Any pictures should be dropped; everything else in the records is to be returned exactly.

........

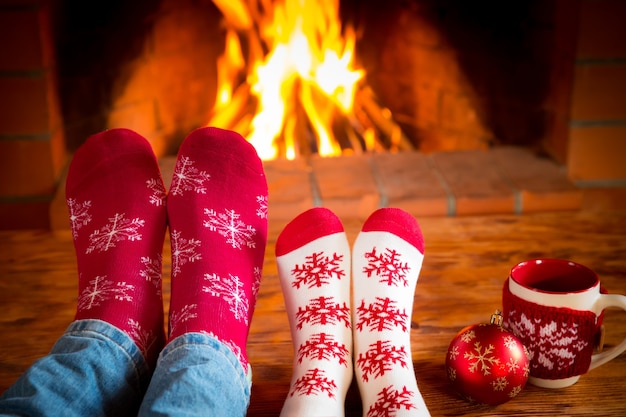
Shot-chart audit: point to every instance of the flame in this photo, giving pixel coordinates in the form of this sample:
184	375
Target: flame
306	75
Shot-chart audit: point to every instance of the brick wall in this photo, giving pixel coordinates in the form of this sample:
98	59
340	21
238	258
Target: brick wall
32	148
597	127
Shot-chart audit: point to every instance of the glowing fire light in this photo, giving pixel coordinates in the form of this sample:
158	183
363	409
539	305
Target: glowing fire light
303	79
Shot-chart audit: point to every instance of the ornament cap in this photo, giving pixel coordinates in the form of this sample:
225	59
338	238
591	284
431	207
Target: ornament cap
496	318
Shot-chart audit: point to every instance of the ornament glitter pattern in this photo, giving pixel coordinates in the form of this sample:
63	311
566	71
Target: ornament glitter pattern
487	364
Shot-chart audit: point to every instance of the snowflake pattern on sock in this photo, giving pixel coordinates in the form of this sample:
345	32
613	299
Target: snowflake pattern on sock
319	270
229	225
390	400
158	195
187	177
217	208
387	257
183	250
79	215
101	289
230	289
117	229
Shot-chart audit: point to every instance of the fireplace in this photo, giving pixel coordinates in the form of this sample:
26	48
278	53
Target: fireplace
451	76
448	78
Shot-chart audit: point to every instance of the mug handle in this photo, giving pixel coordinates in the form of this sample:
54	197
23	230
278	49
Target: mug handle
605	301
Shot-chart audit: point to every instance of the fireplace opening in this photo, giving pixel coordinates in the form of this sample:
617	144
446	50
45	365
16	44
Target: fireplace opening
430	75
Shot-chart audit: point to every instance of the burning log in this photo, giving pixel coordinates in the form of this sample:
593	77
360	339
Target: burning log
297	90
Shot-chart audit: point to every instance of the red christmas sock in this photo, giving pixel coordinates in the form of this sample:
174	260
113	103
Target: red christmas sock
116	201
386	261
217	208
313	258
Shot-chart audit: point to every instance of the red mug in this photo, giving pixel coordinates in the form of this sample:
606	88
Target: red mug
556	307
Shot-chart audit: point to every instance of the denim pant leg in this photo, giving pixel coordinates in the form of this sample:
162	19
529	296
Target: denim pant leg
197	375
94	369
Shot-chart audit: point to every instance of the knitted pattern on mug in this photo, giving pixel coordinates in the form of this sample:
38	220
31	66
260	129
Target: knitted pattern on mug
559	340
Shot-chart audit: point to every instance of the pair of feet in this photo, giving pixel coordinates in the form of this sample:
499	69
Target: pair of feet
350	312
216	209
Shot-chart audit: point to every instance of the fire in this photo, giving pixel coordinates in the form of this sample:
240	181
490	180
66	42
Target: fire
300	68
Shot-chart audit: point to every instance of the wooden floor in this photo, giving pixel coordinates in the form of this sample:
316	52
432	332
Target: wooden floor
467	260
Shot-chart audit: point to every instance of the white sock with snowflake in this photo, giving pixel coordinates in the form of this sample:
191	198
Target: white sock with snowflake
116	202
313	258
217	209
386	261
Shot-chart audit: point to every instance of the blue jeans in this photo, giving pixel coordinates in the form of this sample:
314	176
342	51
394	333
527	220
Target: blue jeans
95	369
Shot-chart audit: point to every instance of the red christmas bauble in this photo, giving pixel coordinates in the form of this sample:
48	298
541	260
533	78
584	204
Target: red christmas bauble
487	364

........

**Answer**
Shot-chart audit: point to every instance of the flame in this photo, giving pixel coordinates in the form of this sample:
184	375
Target: flame
306	75
Shot-chart audit: point to every instance of the brick wall in this photo, giving pixel coordinates in the form of this sample:
98	59
340	21
238	258
Target: brick wall
32	148
597	127
Shot-chart audit: point to every instance of the glowing fire light in this photo, giving pixel coordinates in the form of this sample:
158	183
363	409
539	305
Target: glowing fire light
303	79
Shot-chart audit: point to every instance of the ornament cap in this photo, giving pixel coordinates in the form of this sample:
225	59
338	238
591	284
431	207
Target: ornament cap
496	318
Shot-chart audit: point to every instance of the ornament glitter pattern in this photo, giving pixel coordinates in the form of this sample:
63	311
566	71
Target: ornament glitter pattern
487	364
Shot-chart audit: point to every instance of the snowflake pattern on sock in this photo, giving pixel coordinates in the form of this sample:
345	32
613	299
Target: snowflake pattern on sock
319	270
229	225
390	400
158	195
187	177
217	208
387	257
183	250
79	215
101	289
230	289
117	229
Shot-chart audit: point to every instance of the fireplace in this photo, giving pixel coordinates in the form of this sample:
26	48
278	53
Target: fireplace
451	76
448	78
Shot-chart audit: point to every instance of the mug handle in this photo, giving pixel coordinates in the form of this sample:
54	197
23	230
278	49
Target: mug handle
605	301
Shot-chart audit: point to every instance of the fireplace opening in this photo, giving pixel coordinates in the form of this sample:
617	144
446	50
45	365
16	44
Target: fireplace opening
430	75
Shot-chart audit: point to every instance of the burning log in this photo, giving pixel coordinates in the form of this sample:
593	77
360	339
Target: burning log
297	90
Shot-chart audit: point to every instance of the red christmas sock in this photo, giving pixel coordinates in the form of this sample:
174	260
113	103
Target: red christmas sock
116	201
386	261
217	208
313	258
Shot-chart audit: point to every instance of the red mug in this photo, giving pixel coordinates in the form of this sample:
606	88
Target: red mug
556	307
Shot-chart audit: point to every instance of the denim pant leg in this photo, giving pixel coordinates in the form of this sample:
162	19
529	296
Target: denim pant leg
197	375
94	369
Shot-chart audit: point to every instance of the knitted pattern on mug in this photo, giving pixel coordinates in the form of this sample:
38	220
31	66
260	129
Target: knitted pattern on mug
559	340
Shot-chart audit: point to every instance of the pair of feet in this photo, giving pixel coordinates in the form of this sample:
499	69
Target: pair of feet
350	312
216	209
Shot-chart audit: point to every instance of the fire in this photo, giving pixel coordinates in the form of this sample:
240	181
490	180
66	42
Target: fire
300	68
Shot-chart audit: point to every instance of the wooden floor in this photo, giving pixel coordinates in the form of this sample:
316	52
432	332
Target: wooden floor
467	260
Shot-chart audit: point to every instance of the white sock with snowflake in this photo, giving pixel coordinates in the form of this sample:
191	198
Target: white sock with snowflake
116	202
313	258
217	209
386	261
Shot-chart audit: point to every instance of the blue jeans in this photo, giving pixel coordinates in the form of this sample:
314	176
342	51
394	333
527	220
Target: blue jeans
95	369
Shot-chart audit: point to every instance of the red christmas bauble in this photo, giving pixel coordinates in the form of this sample:
48	298
541	260
533	78
584	204
Target: red christmas bauble
487	364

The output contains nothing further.